Referring expression pointing data:

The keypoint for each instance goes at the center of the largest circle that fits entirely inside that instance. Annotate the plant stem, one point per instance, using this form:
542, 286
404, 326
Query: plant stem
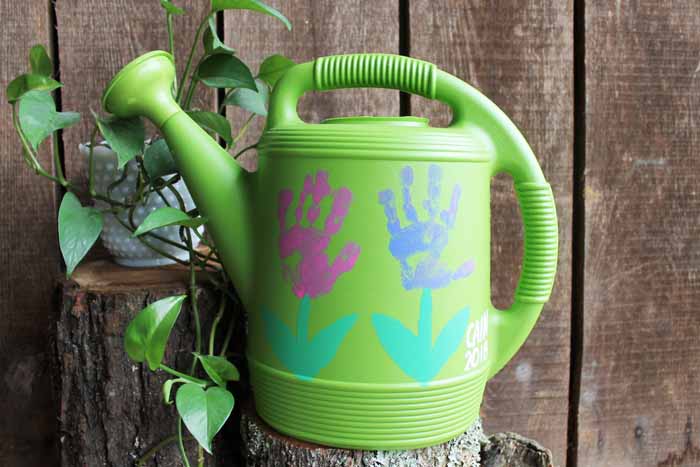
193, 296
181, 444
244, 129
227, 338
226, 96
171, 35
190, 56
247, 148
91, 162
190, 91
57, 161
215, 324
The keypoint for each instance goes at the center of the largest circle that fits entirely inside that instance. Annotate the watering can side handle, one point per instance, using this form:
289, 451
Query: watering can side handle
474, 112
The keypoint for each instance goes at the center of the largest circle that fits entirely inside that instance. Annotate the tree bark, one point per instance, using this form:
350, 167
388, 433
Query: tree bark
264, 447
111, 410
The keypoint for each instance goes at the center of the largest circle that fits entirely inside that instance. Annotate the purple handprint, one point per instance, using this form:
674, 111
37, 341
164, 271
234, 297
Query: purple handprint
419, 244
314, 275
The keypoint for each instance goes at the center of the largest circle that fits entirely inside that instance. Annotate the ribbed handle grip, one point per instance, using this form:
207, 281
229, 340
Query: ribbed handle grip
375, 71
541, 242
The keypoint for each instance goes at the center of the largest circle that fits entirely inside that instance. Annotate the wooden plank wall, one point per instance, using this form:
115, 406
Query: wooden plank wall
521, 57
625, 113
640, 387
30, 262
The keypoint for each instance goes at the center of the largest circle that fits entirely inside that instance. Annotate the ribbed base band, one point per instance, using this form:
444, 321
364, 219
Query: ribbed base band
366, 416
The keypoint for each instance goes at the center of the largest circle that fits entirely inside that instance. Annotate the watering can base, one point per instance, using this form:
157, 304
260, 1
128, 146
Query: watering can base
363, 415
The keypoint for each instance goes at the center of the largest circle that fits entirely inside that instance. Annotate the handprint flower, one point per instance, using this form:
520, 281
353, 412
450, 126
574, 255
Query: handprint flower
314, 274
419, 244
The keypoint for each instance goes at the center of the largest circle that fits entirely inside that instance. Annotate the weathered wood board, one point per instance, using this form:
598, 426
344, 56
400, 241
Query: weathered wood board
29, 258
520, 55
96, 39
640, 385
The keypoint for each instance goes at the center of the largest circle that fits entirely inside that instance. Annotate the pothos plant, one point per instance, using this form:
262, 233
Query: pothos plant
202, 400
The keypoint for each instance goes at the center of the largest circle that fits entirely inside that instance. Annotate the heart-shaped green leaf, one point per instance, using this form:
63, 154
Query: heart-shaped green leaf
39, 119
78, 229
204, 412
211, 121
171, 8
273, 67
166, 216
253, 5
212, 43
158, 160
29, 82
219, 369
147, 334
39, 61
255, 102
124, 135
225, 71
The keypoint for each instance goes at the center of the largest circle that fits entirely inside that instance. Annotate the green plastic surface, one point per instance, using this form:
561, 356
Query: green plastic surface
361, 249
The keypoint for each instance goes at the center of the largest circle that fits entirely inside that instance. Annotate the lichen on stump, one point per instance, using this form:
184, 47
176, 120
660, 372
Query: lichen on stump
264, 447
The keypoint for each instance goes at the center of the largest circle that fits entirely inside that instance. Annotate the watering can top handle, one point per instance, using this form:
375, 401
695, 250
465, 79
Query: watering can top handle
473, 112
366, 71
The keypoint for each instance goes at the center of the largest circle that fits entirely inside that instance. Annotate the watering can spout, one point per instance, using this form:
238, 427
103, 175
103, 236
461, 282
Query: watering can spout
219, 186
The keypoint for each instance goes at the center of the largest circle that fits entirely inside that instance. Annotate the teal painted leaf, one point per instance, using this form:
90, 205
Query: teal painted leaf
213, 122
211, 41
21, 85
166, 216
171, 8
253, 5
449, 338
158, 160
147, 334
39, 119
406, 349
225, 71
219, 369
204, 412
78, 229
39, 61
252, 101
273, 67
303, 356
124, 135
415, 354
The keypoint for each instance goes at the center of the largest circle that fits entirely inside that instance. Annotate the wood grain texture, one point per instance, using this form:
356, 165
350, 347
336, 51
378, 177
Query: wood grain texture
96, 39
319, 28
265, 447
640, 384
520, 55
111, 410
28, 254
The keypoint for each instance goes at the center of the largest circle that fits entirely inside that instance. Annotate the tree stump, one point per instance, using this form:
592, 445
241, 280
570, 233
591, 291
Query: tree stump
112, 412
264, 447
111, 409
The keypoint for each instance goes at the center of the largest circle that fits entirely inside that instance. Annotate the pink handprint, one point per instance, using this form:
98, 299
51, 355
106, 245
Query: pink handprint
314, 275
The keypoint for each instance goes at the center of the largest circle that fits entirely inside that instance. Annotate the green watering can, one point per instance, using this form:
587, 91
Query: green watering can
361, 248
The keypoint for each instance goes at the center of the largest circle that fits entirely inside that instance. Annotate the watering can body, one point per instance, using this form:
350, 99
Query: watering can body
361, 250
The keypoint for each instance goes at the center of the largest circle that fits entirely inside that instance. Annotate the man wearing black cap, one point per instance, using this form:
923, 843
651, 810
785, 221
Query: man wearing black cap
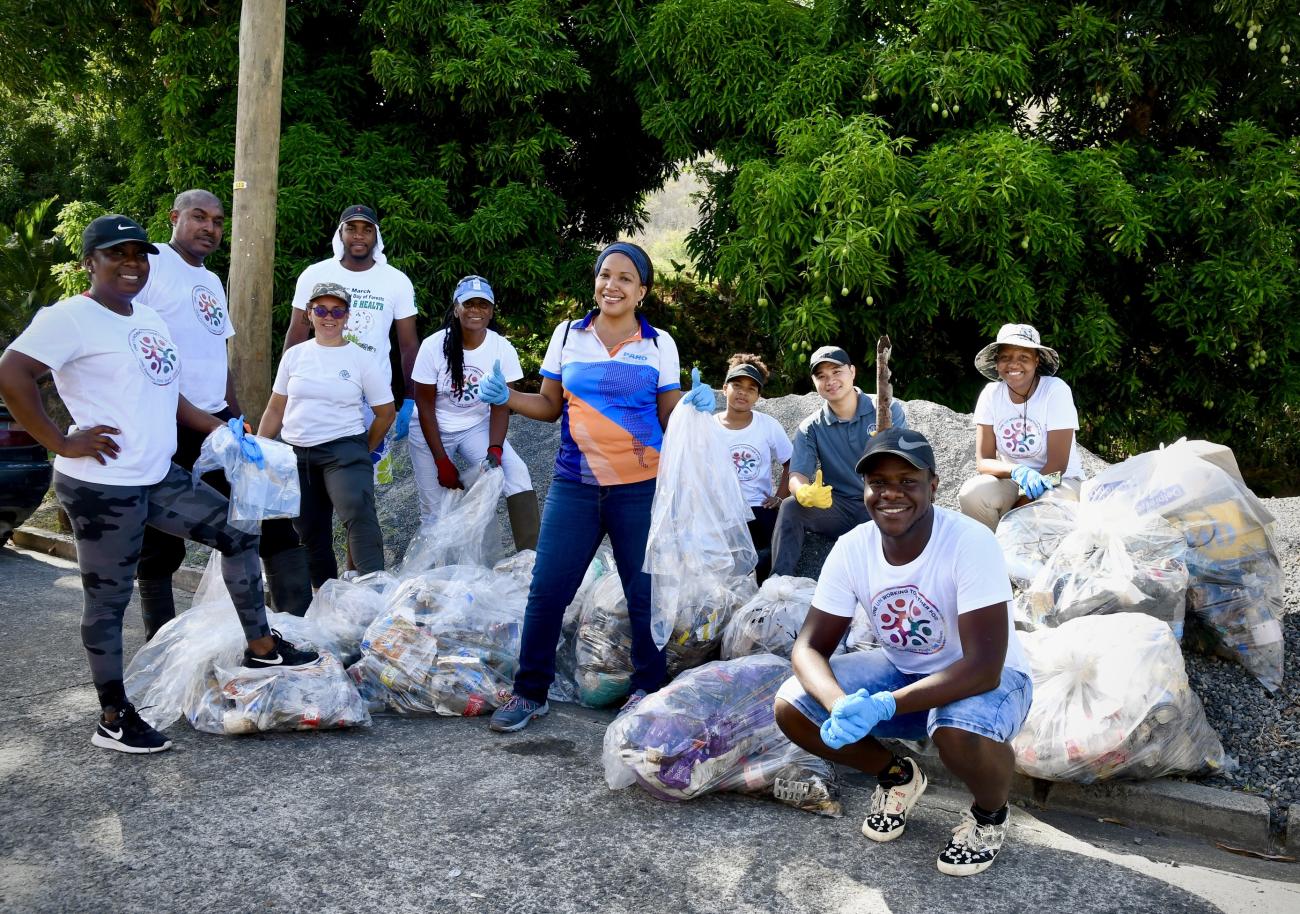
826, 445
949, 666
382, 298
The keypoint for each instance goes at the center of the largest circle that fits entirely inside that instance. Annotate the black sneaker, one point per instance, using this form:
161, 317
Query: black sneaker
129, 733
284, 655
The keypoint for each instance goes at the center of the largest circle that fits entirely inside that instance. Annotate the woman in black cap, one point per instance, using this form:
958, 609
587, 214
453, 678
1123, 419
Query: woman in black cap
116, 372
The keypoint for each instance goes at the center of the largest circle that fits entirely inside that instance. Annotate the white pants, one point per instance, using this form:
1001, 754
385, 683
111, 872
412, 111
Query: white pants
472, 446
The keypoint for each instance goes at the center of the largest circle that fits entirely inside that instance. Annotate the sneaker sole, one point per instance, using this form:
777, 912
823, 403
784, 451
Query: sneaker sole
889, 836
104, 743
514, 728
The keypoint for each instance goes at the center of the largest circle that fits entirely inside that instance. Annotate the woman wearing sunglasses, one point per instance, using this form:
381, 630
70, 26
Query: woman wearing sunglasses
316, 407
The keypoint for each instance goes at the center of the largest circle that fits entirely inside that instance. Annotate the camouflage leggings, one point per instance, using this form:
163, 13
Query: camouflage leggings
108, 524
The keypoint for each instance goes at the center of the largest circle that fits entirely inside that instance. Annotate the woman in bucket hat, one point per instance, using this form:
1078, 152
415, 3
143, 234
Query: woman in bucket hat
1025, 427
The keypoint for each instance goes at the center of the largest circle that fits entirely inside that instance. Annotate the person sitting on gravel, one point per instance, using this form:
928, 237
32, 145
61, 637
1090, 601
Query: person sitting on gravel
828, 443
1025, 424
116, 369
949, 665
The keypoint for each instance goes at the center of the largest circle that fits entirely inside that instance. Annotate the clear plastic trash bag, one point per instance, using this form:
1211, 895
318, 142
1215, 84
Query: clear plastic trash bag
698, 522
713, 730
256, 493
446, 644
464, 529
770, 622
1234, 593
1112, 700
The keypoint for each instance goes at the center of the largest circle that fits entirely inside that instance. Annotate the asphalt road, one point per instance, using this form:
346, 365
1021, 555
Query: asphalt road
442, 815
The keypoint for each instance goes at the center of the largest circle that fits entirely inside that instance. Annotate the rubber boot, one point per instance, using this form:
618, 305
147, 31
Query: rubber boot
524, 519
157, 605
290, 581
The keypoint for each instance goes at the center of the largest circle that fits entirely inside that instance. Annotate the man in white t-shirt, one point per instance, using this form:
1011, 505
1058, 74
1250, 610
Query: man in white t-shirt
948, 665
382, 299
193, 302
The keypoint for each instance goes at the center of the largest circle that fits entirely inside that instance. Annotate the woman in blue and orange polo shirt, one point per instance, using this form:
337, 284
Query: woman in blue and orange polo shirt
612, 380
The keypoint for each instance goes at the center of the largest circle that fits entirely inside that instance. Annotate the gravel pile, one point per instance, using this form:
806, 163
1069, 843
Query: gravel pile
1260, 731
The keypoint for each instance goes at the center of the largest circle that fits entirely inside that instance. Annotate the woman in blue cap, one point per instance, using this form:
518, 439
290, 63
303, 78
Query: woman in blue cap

Exercise aim → Give again, word for word, every line from the top of the data through the line with "Annotate the wooden", both ends included, and exclude the pictures.

Exercise response →
The keypoint for each instance goes at the center of the largest circle that fits entirely inside that instance. Annotate the plant stem, one point per instance, using this form:
542, 286
404, 326
Query: plant stem
193, 296
181, 444
244, 129
227, 338
226, 96
171, 35
190, 56
247, 148
91, 162
190, 91
57, 161
215, 324
The keypoint for each instance goes at the center of the largest circle that fits entirely inside that instance. Annotate the watering can side handle, one point per instance, using this form:
289, 451
Query: watering can side handle
474, 112
The keypoint for each instance goes at the center of the largest circle that fits entirely inside that instance. Annotate the tree bark, one point per instance, using this form:
350, 167
388, 433
Query: tree bark
264, 447
111, 410
The keypoint for each instance goes at the center of the largest circle that fits entirely inside that instance. Annotate the purple handprint, one point per instance, using this form:
674, 111
37, 341
164, 271
234, 297
Query: purple handprint
419, 244
314, 275
The keypoint for each instance goes at the center of the largest circle that fits entirely inside that instance. Annotate the ribbed handle grip, one point per instance, using this form:
207, 281
229, 340
Query: ribbed handle grip
375, 71
541, 242
The keypoint for each instance goes at the center of the largest circle that fits entirely inside that instance. Annotate the wooden plank wall, one point per instance, using this form:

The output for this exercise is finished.